_Entries supplied_:

**********

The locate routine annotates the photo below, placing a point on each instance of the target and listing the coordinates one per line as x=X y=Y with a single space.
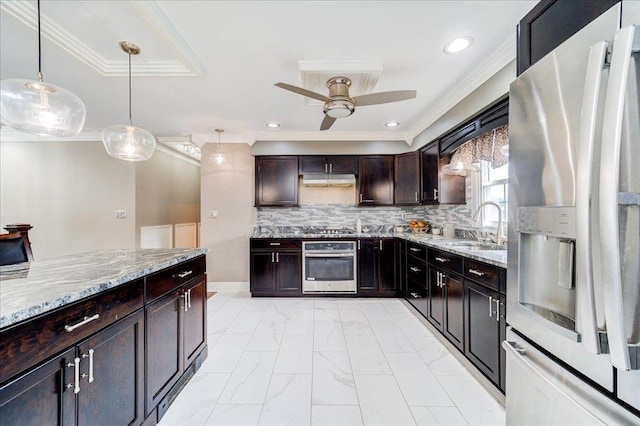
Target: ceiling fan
x=339 y=104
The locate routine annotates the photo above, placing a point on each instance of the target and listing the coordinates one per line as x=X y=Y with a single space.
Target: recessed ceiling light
x=458 y=45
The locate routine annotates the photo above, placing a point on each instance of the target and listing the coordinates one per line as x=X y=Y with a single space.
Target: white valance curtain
x=488 y=147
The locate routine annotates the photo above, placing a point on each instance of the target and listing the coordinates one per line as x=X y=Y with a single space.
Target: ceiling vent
x=315 y=74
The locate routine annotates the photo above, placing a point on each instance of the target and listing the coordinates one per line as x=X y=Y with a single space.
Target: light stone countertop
x=32 y=288
x=492 y=257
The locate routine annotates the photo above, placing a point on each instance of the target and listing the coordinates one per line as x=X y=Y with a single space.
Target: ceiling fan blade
x=384 y=97
x=327 y=122
x=303 y=92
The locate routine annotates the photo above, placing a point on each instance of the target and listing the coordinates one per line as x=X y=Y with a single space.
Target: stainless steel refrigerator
x=573 y=295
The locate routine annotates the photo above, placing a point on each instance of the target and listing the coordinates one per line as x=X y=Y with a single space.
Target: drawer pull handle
x=90 y=356
x=183 y=274
x=85 y=320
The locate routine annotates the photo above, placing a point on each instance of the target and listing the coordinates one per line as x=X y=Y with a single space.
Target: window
x=494 y=185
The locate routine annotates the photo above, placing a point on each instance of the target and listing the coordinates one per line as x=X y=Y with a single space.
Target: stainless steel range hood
x=321 y=179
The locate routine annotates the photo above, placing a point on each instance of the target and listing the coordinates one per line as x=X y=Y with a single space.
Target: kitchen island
x=105 y=337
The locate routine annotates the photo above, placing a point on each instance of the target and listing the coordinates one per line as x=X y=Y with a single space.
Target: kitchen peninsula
x=105 y=337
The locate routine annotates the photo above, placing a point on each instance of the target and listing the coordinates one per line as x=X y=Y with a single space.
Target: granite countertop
x=492 y=257
x=32 y=288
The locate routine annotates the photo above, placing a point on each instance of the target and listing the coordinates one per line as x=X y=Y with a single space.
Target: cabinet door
x=436 y=299
x=111 y=369
x=367 y=266
x=453 y=326
x=313 y=164
x=163 y=356
x=195 y=320
x=429 y=162
x=388 y=266
x=262 y=273
x=483 y=330
x=407 y=178
x=375 y=181
x=41 y=396
x=288 y=277
x=343 y=165
x=277 y=181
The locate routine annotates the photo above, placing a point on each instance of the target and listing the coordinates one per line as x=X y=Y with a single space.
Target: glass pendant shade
x=126 y=142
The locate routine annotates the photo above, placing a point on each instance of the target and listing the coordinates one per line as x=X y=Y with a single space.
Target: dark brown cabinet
x=375 y=180
x=429 y=159
x=276 y=267
x=276 y=181
x=337 y=164
x=407 y=178
x=550 y=23
x=99 y=381
x=377 y=267
x=175 y=335
x=485 y=325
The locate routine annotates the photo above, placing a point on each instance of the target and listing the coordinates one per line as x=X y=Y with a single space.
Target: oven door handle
x=329 y=255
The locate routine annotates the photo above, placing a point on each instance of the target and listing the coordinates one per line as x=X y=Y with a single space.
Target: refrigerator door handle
x=586 y=192
x=609 y=186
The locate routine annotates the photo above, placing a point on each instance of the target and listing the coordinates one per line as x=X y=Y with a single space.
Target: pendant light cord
x=130 y=122
x=39 y=47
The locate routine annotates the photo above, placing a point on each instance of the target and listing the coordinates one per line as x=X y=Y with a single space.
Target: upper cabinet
x=550 y=23
x=277 y=181
x=338 y=164
x=407 y=178
x=375 y=180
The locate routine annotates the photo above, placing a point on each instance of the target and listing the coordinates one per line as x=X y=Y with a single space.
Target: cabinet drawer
x=417 y=250
x=276 y=244
x=168 y=279
x=417 y=271
x=482 y=273
x=27 y=344
x=447 y=261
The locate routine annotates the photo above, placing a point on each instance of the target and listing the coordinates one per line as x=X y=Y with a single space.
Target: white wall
x=228 y=188
x=69 y=192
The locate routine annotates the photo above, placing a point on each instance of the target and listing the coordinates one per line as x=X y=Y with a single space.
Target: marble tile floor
x=327 y=361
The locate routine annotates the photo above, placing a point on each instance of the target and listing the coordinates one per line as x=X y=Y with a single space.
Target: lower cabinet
x=446 y=298
x=97 y=382
x=378 y=267
x=276 y=268
x=175 y=334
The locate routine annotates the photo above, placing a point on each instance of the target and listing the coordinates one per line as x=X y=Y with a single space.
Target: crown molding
x=187 y=65
x=493 y=63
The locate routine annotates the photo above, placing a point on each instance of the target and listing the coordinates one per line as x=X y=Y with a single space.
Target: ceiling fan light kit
x=340 y=105
x=125 y=141
x=40 y=108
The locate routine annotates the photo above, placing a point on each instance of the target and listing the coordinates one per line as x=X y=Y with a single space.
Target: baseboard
x=228 y=286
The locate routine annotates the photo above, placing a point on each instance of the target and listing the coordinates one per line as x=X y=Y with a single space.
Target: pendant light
x=125 y=141
x=38 y=107
x=219 y=157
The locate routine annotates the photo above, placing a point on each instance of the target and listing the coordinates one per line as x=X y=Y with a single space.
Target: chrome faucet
x=499 y=231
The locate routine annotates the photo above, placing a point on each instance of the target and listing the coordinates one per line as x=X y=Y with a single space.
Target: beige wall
x=167 y=192
x=69 y=192
x=229 y=190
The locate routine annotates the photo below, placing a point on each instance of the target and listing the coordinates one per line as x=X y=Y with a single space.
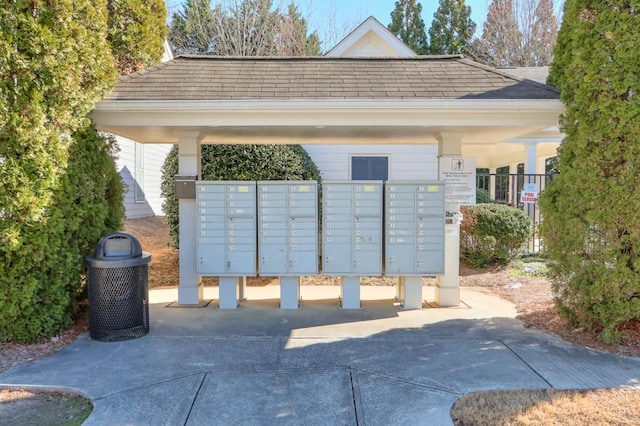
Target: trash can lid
x=118 y=245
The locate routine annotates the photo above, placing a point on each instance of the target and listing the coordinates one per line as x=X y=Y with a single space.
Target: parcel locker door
x=211 y=259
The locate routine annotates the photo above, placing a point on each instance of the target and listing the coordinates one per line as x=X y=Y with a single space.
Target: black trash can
x=118 y=289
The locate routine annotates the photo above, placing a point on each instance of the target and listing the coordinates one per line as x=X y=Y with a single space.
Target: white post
x=447 y=291
x=190 y=290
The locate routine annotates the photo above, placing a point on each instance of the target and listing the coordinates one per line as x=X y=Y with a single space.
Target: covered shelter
x=464 y=108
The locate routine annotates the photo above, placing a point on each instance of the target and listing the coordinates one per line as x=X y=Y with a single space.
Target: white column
x=190 y=289
x=492 y=182
x=531 y=158
x=447 y=292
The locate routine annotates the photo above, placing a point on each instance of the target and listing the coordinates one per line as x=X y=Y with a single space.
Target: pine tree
x=517 y=33
x=136 y=32
x=591 y=226
x=408 y=26
x=55 y=63
x=451 y=29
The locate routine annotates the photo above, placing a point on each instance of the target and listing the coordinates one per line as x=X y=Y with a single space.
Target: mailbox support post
x=350 y=293
x=410 y=290
x=190 y=290
x=447 y=291
x=289 y=292
x=229 y=288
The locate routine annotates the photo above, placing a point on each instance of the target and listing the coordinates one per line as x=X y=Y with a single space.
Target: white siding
x=154 y=156
x=406 y=162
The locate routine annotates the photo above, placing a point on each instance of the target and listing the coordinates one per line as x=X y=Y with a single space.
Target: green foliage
x=482 y=196
x=136 y=32
x=451 y=29
x=241 y=28
x=591 y=227
x=408 y=26
x=54 y=65
x=493 y=233
x=237 y=162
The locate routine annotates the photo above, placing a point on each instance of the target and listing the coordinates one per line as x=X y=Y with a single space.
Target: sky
x=336 y=18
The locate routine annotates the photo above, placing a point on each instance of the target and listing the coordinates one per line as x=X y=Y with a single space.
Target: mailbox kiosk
x=414 y=236
x=351 y=234
x=288 y=234
x=226 y=235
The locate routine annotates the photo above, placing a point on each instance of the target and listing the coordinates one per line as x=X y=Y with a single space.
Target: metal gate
x=508 y=189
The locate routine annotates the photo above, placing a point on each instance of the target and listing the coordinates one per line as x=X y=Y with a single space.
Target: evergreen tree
x=451 y=29
x=408 y=26
x=292 y=39
x=517 y=33
x=193 y=28
x=136 y=32
x=55 y=63
x=591 y=226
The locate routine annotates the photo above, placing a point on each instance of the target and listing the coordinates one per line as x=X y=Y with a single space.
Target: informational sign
x=459 y=173
x=529 y=193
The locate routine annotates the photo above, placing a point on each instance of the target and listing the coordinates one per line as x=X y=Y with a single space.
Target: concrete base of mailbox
x=409 y=292
x=447 y=296
x=289 y=292
x=229 y=288
x=350 y=293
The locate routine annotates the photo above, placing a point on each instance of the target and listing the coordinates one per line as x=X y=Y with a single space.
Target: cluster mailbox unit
x=414 y=235
x=288 y=234
x=351 y=234
x=270 y=228
x=226 y=235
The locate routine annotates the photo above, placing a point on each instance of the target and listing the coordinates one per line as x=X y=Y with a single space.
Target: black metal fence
x=517 y=190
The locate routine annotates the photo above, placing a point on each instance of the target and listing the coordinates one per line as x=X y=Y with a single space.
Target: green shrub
x=237 y=162
x=492 y=233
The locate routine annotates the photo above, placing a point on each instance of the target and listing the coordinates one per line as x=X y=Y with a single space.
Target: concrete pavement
x=319 y=365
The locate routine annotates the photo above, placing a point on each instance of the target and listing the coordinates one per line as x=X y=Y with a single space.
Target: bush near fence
x=493 y=233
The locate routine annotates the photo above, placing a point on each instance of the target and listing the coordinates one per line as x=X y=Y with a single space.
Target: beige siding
x=406 y=162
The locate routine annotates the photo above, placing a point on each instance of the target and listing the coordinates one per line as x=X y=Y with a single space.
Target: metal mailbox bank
x=351 y=234
x=226 y=235
x=414 y=236
x=288 y=234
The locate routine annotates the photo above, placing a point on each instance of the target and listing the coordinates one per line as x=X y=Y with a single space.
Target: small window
x=138 y=191
x=369 y=168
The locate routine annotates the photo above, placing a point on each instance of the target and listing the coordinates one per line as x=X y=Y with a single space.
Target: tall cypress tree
x=591 y=226
x=451 y=29
x=408 y=26
x=55 y=63
x=136 y=31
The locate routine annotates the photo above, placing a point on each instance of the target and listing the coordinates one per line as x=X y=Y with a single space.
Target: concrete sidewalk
x=318 y=365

**********

_Task to complete_:
The required output is every line from the one that holds "Target: tall cypress tree" through the last line of the listing above, retyped exactly and with nothing else.

_Exercise result_:
Target: tall cypress tree
x=591 y=226
x=451 y=29
x=408 y=26
x=55 y=63
x=136 y=31
The locate routine annotates the photo above, placing a point on each instance of the target and listing the coordinates one per line as x=X y=Y with a single space.
Target: concrete sidewalk
x=318 y=365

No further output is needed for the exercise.